Text —
○ ○ ○

GOOGLE_MATRIX_URL = "https://maps.googleapis.com/maps/api/distancematrix/json"
GOOGLE_KEY = get_secret('GOOGLE_API_KEY_PHIL')

def get_matrix(origins, destinations, mode, departure_time=None, url=GOOGLE_MATRIX_URL, key=GOOGLE_KEY, 
  timezone='Pacific/Auckland'):
    """
    Call Google to compute the duration-distance matrix from the list of origins to the list of destinations
    by the given mode at the given departure time.
    
    INPUT:
        origins
            List of WGS84 longitude-latitude pairs that will be round to 5 decimal places 
        destinations
            List of WGS84 longitude-latitude pairs that will be round to 5 decimal places 
        mode
            String; one of 'driving', 'walking', 'bicycling', or 'transit'
        departure_time
            Optional; string; departure datetime as a string of the form '%Y-%m-%d %H:%M' or the string 'now'; 
            can't be from the past
        timezone
            String; timezone for query, e.g. 'Pacific/Auckland'; see https://en.wikipedia.org/wiki/List_of_tz_database_time_zones 
            
    OUTPUT:
        A decoded JSON string described at https://developers.google.com/maps/documentation/distance-matrix/intro#DirectionsResponseElements .
    NOTES:
        - If ``departure_time`` is not null and ``mode='driving'``, then each request must contain at most 100 elements, 
          where the number of elements equals the product of the number of origins and number of destinations.
    """
    valid_modes = ['driving', 'walking', 'bicycling', 'transit']
    if mode not in valid_modes:
        raise ValueError('mode must be one of {!s}'.format(valid_modes))
    
    origs = '|'.join(["{:.05f},{:.05f}".format(lat, lon) for lon, lat in origins])
    dests = '|'.join(["{:.05f},{:.05f}".format(lat, lon) for lon, lat in destinations])
    if departure_time not in [None, 'now']:
        tz = pytz.timezone(timezone)

○ ○ ○

Dataset entries —
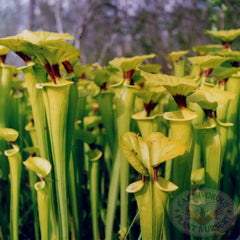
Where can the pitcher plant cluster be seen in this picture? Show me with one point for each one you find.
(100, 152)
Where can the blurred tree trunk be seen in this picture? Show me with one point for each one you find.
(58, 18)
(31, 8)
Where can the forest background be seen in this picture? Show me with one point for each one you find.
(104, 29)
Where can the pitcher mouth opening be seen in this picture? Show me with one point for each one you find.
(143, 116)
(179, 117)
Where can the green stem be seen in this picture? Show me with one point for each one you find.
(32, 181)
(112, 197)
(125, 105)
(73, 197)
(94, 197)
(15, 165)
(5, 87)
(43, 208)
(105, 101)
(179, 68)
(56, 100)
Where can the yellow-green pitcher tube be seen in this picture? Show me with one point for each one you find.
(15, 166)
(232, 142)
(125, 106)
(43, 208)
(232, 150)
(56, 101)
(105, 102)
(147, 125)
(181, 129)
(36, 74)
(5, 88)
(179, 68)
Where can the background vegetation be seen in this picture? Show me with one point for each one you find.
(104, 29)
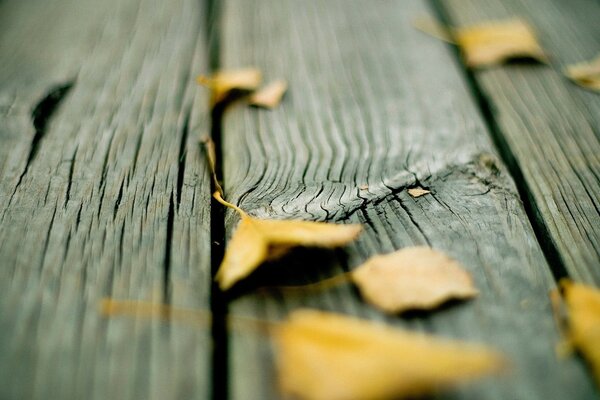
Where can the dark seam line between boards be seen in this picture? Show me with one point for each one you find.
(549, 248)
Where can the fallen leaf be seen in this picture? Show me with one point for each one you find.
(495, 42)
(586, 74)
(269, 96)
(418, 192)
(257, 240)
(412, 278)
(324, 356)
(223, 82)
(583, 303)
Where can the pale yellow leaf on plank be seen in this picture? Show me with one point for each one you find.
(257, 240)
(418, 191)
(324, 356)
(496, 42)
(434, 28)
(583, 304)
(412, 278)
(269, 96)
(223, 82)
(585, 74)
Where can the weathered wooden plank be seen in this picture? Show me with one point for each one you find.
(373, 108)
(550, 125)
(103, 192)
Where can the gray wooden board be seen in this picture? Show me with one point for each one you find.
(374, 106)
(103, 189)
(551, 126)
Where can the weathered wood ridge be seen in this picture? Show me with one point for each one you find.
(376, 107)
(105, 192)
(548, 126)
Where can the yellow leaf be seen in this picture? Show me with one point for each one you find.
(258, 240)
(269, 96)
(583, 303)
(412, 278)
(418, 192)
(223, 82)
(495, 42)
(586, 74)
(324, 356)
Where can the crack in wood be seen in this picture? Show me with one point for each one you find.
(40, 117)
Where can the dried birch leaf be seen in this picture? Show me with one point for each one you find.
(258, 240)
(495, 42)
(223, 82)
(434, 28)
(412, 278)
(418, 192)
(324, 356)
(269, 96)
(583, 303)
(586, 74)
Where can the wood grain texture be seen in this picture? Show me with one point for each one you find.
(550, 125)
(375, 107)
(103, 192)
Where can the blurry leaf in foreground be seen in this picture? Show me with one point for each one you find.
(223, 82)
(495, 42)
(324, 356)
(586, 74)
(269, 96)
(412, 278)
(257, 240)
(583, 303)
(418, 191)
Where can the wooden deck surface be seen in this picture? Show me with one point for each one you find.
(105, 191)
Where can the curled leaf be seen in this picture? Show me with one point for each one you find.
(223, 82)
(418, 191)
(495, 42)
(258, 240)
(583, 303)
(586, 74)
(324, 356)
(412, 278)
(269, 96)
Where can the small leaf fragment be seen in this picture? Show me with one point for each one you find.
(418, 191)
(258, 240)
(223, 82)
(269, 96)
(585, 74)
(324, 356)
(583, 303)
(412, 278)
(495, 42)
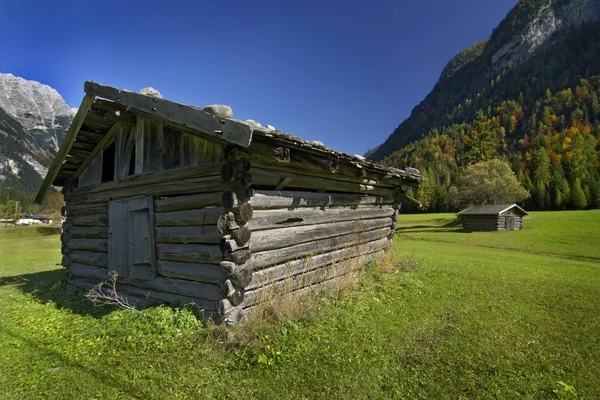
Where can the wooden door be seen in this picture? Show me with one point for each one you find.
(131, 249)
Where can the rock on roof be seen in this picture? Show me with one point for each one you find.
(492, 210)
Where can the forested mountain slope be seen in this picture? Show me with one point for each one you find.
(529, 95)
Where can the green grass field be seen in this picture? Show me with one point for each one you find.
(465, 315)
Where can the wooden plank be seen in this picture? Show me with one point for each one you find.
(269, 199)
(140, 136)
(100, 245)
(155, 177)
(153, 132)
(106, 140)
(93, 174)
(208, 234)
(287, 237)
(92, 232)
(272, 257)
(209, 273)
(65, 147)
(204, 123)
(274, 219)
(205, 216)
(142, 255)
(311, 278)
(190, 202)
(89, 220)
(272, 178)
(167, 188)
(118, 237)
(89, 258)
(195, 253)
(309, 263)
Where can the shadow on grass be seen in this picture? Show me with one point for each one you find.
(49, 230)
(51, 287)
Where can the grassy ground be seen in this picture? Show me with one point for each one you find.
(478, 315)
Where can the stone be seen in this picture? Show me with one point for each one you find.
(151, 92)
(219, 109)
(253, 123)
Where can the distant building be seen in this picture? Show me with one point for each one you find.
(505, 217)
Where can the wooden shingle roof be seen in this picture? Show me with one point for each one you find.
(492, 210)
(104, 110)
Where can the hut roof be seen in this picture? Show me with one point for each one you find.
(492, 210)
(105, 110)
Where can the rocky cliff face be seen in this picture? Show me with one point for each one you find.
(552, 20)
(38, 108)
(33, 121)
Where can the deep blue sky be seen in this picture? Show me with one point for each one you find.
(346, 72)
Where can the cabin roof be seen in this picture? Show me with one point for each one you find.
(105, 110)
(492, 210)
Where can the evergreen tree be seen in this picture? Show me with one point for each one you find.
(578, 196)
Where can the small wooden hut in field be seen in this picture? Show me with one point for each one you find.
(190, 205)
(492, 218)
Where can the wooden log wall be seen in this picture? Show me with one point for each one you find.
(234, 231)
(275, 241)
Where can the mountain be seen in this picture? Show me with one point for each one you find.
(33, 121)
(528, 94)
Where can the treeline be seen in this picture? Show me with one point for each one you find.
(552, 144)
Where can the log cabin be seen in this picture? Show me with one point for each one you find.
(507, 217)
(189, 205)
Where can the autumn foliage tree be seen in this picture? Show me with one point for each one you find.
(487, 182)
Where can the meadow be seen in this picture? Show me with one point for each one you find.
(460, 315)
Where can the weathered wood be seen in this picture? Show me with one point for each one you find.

○ ○ ○

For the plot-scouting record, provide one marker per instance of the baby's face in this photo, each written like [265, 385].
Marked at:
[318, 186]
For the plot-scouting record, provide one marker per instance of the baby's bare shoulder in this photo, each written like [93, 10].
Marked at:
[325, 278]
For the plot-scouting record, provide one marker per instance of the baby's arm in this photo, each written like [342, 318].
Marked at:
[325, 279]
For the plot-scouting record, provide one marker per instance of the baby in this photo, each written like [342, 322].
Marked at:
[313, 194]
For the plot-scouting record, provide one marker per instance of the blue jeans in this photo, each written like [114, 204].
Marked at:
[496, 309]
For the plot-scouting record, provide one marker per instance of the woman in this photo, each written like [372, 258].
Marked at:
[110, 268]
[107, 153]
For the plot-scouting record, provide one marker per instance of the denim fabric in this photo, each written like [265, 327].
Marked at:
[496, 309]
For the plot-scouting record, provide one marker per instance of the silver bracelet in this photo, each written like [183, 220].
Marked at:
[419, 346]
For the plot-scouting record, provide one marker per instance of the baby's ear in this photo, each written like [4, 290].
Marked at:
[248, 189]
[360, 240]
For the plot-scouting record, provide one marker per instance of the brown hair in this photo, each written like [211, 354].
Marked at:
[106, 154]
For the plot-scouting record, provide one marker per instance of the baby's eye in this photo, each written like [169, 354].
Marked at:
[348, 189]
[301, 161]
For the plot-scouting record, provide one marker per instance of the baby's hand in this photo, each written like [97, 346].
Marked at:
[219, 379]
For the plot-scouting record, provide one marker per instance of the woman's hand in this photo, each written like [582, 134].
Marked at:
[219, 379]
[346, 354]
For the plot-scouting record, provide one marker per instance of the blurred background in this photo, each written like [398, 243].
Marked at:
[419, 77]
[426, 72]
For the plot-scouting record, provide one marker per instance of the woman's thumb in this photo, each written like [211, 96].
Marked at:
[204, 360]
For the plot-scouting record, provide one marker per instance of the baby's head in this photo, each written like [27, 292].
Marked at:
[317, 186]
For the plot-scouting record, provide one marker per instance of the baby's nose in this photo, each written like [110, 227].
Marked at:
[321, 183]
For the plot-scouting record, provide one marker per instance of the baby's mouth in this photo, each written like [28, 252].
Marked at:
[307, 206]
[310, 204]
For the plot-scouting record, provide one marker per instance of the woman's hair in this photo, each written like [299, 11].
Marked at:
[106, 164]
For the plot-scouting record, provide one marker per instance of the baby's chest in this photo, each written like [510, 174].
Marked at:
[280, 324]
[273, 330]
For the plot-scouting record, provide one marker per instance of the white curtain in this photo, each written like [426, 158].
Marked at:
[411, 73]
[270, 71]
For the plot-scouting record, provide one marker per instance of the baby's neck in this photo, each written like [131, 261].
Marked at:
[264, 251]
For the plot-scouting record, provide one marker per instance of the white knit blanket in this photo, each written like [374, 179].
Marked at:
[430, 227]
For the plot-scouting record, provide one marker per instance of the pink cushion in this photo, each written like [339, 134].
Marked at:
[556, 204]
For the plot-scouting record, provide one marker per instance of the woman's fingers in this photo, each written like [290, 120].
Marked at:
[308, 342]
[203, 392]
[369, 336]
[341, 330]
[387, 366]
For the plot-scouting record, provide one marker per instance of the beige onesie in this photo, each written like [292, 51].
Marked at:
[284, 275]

○ ○ ○

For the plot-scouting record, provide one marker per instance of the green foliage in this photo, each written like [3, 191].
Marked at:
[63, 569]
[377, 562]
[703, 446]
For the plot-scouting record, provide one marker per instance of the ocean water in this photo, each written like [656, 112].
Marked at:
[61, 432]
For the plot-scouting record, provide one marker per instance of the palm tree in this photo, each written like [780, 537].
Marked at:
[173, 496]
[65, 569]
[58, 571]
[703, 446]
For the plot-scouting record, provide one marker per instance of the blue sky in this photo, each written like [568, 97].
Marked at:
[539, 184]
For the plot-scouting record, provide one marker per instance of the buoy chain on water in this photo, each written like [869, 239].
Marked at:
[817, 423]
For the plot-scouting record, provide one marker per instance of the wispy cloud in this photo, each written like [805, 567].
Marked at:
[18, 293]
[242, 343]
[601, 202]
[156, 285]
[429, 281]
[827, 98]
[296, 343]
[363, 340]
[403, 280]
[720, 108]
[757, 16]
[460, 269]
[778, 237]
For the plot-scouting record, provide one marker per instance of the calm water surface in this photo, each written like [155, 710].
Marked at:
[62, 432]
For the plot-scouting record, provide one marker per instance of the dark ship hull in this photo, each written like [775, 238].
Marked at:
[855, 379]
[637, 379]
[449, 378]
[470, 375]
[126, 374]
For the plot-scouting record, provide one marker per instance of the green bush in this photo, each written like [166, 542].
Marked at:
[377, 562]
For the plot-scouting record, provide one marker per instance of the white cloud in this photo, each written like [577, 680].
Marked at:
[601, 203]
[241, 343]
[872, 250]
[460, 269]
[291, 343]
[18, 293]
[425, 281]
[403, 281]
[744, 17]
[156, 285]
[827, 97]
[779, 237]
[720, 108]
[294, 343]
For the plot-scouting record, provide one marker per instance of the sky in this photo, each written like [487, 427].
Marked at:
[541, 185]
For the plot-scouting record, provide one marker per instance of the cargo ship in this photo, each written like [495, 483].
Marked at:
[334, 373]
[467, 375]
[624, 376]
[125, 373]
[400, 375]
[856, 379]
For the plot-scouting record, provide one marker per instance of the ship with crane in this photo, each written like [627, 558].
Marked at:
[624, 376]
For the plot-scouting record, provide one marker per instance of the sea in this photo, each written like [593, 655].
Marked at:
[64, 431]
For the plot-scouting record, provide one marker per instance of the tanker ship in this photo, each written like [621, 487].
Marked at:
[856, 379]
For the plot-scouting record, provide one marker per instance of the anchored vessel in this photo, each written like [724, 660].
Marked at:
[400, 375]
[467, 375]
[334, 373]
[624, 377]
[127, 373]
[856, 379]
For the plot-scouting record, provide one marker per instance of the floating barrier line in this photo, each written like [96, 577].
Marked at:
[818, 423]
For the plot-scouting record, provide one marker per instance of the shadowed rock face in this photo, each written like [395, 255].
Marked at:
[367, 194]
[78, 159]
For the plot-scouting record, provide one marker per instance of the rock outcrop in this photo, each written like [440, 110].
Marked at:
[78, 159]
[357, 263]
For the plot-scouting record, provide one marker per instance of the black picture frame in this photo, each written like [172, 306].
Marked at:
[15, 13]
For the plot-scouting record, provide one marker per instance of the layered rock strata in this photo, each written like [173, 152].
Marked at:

○ ○ ○

Work to do —
(1) Answer these questions about the distance-matrix code:
(a) Which four travel modes does the function accept?
(b) What timezone does the function use by default?
(c) When a departure time is given and the mode is 'driving', what is the most elements each request may contain?
(2) Pick up the distance-matrix code after its last line and keep writing it.

Solved tasks —
(1)
(a) 'driving', 'walking', 'bicycling', and 'transit'
(b) 'Pacific/Auckland'
(c) 100

(2)
        departure_time = dt.datetime.strptime(departure_time, '%Y-%m-%d %H:%M')
        departure_time = int(tz.localize(departure_time).timestamp())
        
    params = {
        'origins': origs,
        'destinations': dests,
        'key': key,
        'mode': mode,
        'departure_time': departure_time,
    }
    r = requests.get(url, params=params)

    # Raise an error if bad request
    r.raise_for_status()

    return r.json()         

def matrix_to_df(matrix, orig_names=None, dest_names=None):
    """
    Given a (decoded) JSON time-distance matrix of the form output by :func:``get_matrix``, 
    a list of origin names (defaults to [0, 1, 2, etc.]), 
    and a list of destination names (defaults to [0, 1, 2, etc.]), convert the matrix to a DataFrame with
    the columns:
    
    - ``'origin'``: one of ``orig_names``
    - ``'destination'``: one of ``dest_names``
    - ``'duration'``: time from origin to destination
    - ``'distance'``: distance from origin to destination
    
    The origin and destination names should be listed in the same order as the 'sources' and 'targets' 
    attributes of ``matrix``, respectively.
    """
    # Initialize DataFrame
    columns = ['orig', 'orig_name', 'dest', 'dest_name', 'duration', 'distance']
    f = pd.DataFrame([], columns=columns)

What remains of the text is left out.